## Excerto para leitura

--- --- ---

Naquele articulado, a A., alegando que o declarado contrato de “dação” não correspondeu à vontade das partes, foi ficcionado em conluio entre os co-RR, com o propósito de, mediante a aparência criada, subtrair o prédio ao património da devedora e, assim, enganar a Autora e prejudicá-la, procedeu, ainda, à ampliação do pedido em termos de ser decretada, com as legais consequências, a nulidade do contrato de dação em cumprimento celebrado entre os co-réus C…, Ldª., e D… e mulher, E…, condenando-se estes a abrirem mão do imóvel acima identificado, restituindo-o, material e juridicamente, ao património da ré C….[2] Os RR. D… e mulher apresentaram tréplica, impugnando os factos relativos à alegada simulação, mantendo o alegado na contestação e concluindo como nesta.

Proferiu-se despacho saneador tabelar, procedeu-se à selecção da matéria de facto assente e à organização da Base Instrutória (por remissão, mas dactilografadas pela secretaria a fls. 129 a 134), que não sofreram reclamação das partes.

Estava em curso a audiência de discussão e julgamento (cfr. actas de fls. 506 a 509 e 583 a 585), quando, entretanto, por despacho proferido a fls. 599 a 601 dos autos, foi julgada extinta a instância, por impossibilidade superveniente da lide, relativamente à 1ª. Ré C…, Ldª. – em virtude de esta ter sido declarada falida e de, por sua vez, no respectivo processo, ter sido declara extinta a instância, também por inutilidade da lide, com fundamento na inexistência de bens no património da falida – considerando-se que aquela deixou de ter existência jurídica e determinando-se que os autos prosseguissem apenas quanto aos 2ºs. RR.

Inconformados com tal despacho, os 2ºs. RR. dele interpuseram recurso de agravo, para este Tribunal da Relação do Porto, o qual foi admitido, com subida deferida, nos próprios autos e com efeito meramente devolutivo (cfr. fls. 620).

Concluiu-se, depois, a audiência de julgamento (cfr. actas de fls. 679 a 681 e 682).

--- --- ---

## Material fornecido
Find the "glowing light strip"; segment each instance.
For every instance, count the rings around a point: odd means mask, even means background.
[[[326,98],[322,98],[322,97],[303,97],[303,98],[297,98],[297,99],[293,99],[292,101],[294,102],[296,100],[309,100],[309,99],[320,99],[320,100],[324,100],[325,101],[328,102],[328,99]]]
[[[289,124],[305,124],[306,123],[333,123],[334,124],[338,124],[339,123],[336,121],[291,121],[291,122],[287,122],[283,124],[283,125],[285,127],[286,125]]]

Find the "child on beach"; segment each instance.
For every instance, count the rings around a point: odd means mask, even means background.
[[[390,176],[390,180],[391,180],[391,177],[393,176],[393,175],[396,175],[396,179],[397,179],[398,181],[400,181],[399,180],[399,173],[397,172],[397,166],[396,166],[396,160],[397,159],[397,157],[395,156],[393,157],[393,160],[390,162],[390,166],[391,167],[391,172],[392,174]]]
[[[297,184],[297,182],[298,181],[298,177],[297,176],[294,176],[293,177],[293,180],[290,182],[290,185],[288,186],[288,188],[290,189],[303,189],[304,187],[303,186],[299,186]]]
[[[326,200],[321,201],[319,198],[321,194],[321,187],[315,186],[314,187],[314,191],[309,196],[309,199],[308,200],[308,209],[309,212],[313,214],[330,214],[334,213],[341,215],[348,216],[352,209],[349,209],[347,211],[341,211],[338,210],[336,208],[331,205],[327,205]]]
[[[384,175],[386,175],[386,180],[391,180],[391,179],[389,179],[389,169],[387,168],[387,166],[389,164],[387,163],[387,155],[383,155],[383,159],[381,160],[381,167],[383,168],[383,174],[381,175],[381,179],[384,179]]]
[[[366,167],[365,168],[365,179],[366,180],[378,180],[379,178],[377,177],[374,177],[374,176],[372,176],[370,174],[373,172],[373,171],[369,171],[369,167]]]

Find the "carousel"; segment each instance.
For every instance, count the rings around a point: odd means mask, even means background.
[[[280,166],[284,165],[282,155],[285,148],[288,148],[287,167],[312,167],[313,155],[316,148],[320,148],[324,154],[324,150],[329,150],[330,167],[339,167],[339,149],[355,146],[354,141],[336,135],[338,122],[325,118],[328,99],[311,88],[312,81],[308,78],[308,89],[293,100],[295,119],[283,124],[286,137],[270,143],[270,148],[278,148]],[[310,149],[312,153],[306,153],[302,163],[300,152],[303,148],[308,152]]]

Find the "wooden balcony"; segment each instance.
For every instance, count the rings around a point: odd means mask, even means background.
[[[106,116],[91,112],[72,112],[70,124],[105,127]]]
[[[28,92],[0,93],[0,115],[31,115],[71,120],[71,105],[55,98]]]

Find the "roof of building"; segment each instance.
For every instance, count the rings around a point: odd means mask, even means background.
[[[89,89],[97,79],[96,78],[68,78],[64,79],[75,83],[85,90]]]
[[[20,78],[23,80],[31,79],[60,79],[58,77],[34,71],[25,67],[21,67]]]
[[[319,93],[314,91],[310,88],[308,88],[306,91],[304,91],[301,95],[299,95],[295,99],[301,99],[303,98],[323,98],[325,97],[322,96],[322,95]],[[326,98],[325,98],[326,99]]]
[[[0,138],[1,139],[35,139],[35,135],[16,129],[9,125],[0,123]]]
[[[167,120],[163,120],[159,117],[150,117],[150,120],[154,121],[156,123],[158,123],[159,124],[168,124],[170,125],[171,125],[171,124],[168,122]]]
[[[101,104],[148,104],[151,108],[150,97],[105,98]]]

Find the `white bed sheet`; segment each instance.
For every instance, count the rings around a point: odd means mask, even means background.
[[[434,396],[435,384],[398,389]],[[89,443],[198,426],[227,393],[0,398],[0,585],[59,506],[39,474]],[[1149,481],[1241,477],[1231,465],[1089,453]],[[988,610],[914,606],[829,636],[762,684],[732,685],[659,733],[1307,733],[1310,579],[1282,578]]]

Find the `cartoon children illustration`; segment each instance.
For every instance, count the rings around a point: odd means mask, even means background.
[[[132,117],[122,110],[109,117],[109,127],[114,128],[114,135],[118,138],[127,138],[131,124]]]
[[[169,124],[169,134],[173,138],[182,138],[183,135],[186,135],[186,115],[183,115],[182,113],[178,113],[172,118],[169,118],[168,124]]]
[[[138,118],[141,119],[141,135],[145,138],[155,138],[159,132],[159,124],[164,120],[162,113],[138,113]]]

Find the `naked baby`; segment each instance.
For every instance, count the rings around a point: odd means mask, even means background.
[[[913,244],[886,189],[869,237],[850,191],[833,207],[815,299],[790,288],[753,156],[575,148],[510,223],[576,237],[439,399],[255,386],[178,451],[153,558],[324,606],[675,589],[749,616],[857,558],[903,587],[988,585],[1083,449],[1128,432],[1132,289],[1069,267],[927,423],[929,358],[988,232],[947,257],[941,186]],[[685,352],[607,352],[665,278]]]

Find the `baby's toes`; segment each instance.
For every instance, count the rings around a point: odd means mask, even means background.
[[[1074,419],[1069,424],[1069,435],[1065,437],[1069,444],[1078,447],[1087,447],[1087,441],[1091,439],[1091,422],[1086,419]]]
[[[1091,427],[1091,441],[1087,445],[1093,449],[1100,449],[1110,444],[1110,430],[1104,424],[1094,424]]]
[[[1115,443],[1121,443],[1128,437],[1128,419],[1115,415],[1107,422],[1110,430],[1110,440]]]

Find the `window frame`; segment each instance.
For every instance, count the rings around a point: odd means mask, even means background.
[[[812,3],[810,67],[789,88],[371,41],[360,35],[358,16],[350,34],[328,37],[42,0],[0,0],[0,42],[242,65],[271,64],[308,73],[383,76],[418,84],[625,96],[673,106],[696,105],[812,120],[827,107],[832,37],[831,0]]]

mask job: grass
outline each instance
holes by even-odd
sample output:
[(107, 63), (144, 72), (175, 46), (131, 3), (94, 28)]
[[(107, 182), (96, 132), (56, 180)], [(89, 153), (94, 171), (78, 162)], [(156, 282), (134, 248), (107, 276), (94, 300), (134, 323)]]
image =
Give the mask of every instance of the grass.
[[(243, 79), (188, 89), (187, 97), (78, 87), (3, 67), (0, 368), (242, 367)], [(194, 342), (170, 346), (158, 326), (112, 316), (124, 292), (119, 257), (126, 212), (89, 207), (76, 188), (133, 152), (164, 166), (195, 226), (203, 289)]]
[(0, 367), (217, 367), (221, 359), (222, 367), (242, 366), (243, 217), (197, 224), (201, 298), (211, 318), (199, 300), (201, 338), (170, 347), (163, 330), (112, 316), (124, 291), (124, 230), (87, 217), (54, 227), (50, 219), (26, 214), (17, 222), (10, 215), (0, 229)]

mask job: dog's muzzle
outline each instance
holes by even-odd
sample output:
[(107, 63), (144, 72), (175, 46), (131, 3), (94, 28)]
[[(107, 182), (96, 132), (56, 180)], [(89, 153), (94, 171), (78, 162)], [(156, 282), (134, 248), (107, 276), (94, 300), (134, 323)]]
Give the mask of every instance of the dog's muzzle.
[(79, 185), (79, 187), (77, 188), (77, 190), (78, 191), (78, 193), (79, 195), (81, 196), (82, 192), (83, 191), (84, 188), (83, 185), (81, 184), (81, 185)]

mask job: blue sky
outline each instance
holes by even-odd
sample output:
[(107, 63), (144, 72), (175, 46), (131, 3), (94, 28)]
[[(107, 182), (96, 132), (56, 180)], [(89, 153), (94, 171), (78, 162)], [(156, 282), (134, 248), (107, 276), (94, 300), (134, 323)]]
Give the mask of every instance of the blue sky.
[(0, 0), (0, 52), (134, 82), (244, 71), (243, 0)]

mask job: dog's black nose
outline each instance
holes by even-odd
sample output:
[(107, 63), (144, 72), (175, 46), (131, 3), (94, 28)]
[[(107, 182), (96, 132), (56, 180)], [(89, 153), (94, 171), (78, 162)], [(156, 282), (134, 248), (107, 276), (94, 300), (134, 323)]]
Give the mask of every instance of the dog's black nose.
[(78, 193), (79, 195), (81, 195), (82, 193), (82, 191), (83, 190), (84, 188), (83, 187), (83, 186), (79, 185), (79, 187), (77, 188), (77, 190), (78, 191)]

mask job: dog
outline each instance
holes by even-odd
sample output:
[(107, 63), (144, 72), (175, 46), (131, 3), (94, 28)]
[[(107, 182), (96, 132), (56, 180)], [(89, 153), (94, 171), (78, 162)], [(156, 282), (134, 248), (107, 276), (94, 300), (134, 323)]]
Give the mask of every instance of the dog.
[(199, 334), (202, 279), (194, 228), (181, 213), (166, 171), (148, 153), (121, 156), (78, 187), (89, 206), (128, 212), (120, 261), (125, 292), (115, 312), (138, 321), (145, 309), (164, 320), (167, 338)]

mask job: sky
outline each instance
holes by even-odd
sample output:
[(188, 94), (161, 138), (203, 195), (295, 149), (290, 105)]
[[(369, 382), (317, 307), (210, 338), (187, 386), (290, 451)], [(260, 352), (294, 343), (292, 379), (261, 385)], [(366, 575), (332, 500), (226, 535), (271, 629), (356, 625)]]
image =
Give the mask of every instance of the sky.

--- --- ---

## Problema proposto A
Devolva, sem qualquer alteração, o trecho do excerto compreendido entre "Inconformados com tal" e "(cfr. fls. 620).", inclusive.
## Problema proposto B
Volte a escrever fielmente as linhas da listagem situadas entre a que contém "mask job: blue sky" e a que contém "[(0, 0), (0, 52), (134, 82), (244, 71), (243, 0)]", inclusive.
O excerto e a listagem provêm de fontes distintas.

## Resultado esperado A
Inconformados com tal despacho, os 2ºs. RR. dele interpuseram recurso de agravo, para este Tribunal da Relação do Porto, o qual foi admitido, com subida deferida, nos próprios autos e com efeito meramente devolutivo (cfr. fls. 620).

## Resultado esperado B
mask job: blue sky
outline each instance
holes by even-odd
sample output:
[(107, 63), (144, 72), (175, 46), (131, 3), (94, 28)]
[[(107, 182), (96, 132), (56, 180)], [(89, 153), (94, 171), (78, 162)], [(156, 282), (134, 248), (107, 276), (94, 300), (134, 323)]]
Give the mask of every instance of the blue sky.
[(0, 0), (0, 52), (134, 82), (244, 71), (243, 0)]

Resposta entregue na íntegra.